**What is required**
Copy every entry word for word. Skip the pictures.

Top of Data to examine

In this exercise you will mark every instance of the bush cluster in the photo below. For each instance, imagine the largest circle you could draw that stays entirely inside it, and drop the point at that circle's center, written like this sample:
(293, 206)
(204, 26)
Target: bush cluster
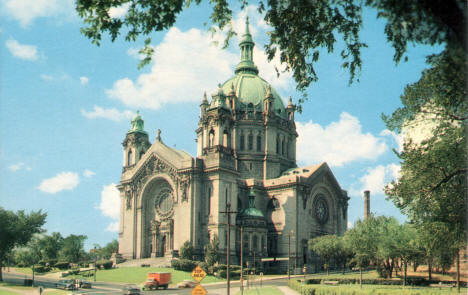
(183, 264)
(104, 264)
(62, 265)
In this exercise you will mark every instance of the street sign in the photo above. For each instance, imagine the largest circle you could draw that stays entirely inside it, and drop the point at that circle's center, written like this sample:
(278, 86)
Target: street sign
(198, 274)
(198, 290)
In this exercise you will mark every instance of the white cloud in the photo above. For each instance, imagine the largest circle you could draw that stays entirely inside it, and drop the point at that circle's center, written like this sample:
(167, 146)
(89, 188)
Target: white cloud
(25, 11)
(339, 143)
(60, 182)
(119, 11)
(88, 173)
(110, 201)
(84, 80)
(110, 114)
(26, 52)
(113, 227)
(375, 179)
(184, 66)
(19, 166)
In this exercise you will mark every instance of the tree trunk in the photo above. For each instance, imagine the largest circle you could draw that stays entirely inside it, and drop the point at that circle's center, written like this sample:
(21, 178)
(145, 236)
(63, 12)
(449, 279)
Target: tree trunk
(404, 277)
(458, 271)
(429, 269)
(360, 277)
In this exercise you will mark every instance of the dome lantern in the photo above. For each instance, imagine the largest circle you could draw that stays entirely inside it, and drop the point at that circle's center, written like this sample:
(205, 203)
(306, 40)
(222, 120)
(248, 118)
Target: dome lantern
(246, 64)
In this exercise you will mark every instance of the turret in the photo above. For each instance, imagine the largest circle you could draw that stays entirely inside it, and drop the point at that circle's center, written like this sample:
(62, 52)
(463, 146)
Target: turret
(136, 142)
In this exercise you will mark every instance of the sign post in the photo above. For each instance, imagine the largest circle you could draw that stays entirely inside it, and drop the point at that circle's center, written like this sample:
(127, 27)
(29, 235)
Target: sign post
(198, 274)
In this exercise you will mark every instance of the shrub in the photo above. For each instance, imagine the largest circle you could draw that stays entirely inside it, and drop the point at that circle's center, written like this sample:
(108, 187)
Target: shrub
(106, 264)
(62, 265)
(41, 268)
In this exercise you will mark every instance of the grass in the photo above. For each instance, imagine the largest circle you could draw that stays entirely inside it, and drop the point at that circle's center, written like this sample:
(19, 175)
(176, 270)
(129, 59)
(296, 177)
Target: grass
(355, 289)
(262, 291)
(137, 275)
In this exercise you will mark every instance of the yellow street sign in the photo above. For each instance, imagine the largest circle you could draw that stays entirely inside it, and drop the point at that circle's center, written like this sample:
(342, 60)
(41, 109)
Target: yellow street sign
(198, 273)
(198, 290)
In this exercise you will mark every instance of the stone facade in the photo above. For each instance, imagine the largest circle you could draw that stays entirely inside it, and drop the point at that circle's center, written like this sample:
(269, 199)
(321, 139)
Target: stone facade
(246, 161)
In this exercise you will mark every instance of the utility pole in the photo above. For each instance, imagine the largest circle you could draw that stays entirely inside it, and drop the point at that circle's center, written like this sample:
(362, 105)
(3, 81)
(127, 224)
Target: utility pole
(289, 253)
(228, 212)
(242, 260)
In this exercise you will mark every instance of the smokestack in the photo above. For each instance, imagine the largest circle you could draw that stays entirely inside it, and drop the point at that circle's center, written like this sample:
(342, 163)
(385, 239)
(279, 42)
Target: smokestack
(366, 204)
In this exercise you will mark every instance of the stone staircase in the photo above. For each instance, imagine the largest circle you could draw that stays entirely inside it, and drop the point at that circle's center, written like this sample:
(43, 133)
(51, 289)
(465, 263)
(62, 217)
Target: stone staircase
(153, 262)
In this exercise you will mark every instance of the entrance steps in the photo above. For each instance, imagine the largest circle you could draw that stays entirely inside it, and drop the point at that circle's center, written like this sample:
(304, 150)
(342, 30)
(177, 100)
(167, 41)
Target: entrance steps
(153, 262)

Bottom of Data to examine

**Response area**
In this exercise you will mark every instance of the bush cluster in the photo below. For each instance, imagine the largest circle you could draw that stays entirely inside it, and drop the point at that circle's center, written like this sample:
(293, 206)
(204, 26)
Target: bush cluster
(183, 264)
(104, 264)
(62, 265)
In this exercise you will mark every instance of the street sign in the photo above. For each instance, imagine the largest circle you could draw that stays entirely inside it, and drop the point at that circle's center, written like this sample:
(278, 86)
Target: street sign
(198, 274)
(198, 290)
In this exercise you will mark every instance of the white cloud in the photo above. For each instance, imagine the largest circle you could draw that stays entirely inside it, and drop the point at that circle's center, written like this sample:
(167, 146)
(89, 188)
Target: white cloud
(25, 11)
(339, 143)
(60, 182)
(119, 11)
(88, 173)
(110, 201)
(84, 80)
(110, 114)
(26, 52)
(113, 227)
(375, 179)
(184, 66)
(19, 166)
In this exercise you will mark every instance of the tree trunk in the photo above. For each instance, imagine the largest circle you could draw that stays entirely inside it, and drop the point at that circle's center, written like this sample:
(21, 178)
(145, 236)
(63, 12)
(449, 279)
Target: tree trunk
(404, 277)
(458, 271)
(429, 269)
(360, 277)
In this exercise you will mark every instance of the dome lantern in the photo above. For each instance, imagine the largest circle you could draw that stays entirely inside it, and drop the point at that circle's center, written like this sample:
(205, 203)
(306, 40)
(222, 120)
(248, 118)
Target: dome lantern
(246, 64)
In this exercise you will mark every instance of the turret in the photo above. For each instance, imagine the largest circle you could draw that stays entirely inside it, and drop the point at that circle's center, written like this sample:
(62, 52)
(463, 146)
Target: turret
(136, 142)
In this exercise you will mark every instance of the sign post in the photo above. For each instance, imagine the largest circle you could draw that stays entirely inside it, and drop the point at that circle's center, written like this sample:
(127, 27)
(29, 235)
Target: sign post
(198, 274)
In this exercise you will mark every instance of the shrub in the photo above. For each instance, imagine the largest circle you could draw that stays entirely inside it, and drop the point at that circle's center, written like this sample:
(108, 187)
Target: shrub
(106, 264)
(62, 265)
(41, 268)
In this exercise you will mark every instance of the grass in the photo above. For each instance, imagine the largest circle you could draw that stays entirely inside it, and drop the point at that circle's center, written like this sample:
(19, 175)
(176, 270)
(129, 59)
(296, 177)
Target: grass
(355, 289)
(262, 291)
(137, 275)
In this exercise you will mark every instance of the yellow street sign in the photo above. For each instance, imagine the largest circle you could draw that stays entirely inside it, and drop the point at that circle's center, written like this sample:
(342, 60)
(41, 109)
Target: yellow street sign
(198, 273)
(198, 290)
In this exercise you will mark every instance of the stone facade in the photo above. For each instance, imagine the largest circle you could draw that stays entirely inside it, and drop the point at that circle's center, written like this sample:
(269, 199)
(321, 139)
Target: stone facade
(246, 161)
In this exercise you will mark every instance of the utility pole in the photo above. For each instance, imagine the largest circle you could draw that stays entirely inside it, and drop the point at that circle's center, written like this sample:
(362, 105)
(3, 81)
(127, 224)
Target: utility pole
(289, 253)
(228, 212)
(242, 260)
In this exercise you will mark every instance of the smokestack in the photo above. For each instance, imagine the largest circle you could draw that stays entirely inside it, and drop the point at that circle's center, written like this sample:
(342, 163)
(385, 239)
(279, 42)
Target: smokestack
(366, 204)
In this exercise you will mark every instance of the stone staircase in the photo above. For each instance, imagine the largest circle you could draw that stays entirely inside it, and drop the point at that circle's center, written like this sample:
(43, 133)
(51, 289)
(465, 263)
(62, 217)
Target: stone staircase
(153, 262)
In this exercise you will mark every instance of the entrance steps in the photo above. For each instance, imagine the largest circle you could draw that stays entirely inside it, and drop the point at that circle's center, written like this sample:
(304, 150)
(342, 30)
(177, 100)
(167, 41)
Target: entrance steps
(153, 262)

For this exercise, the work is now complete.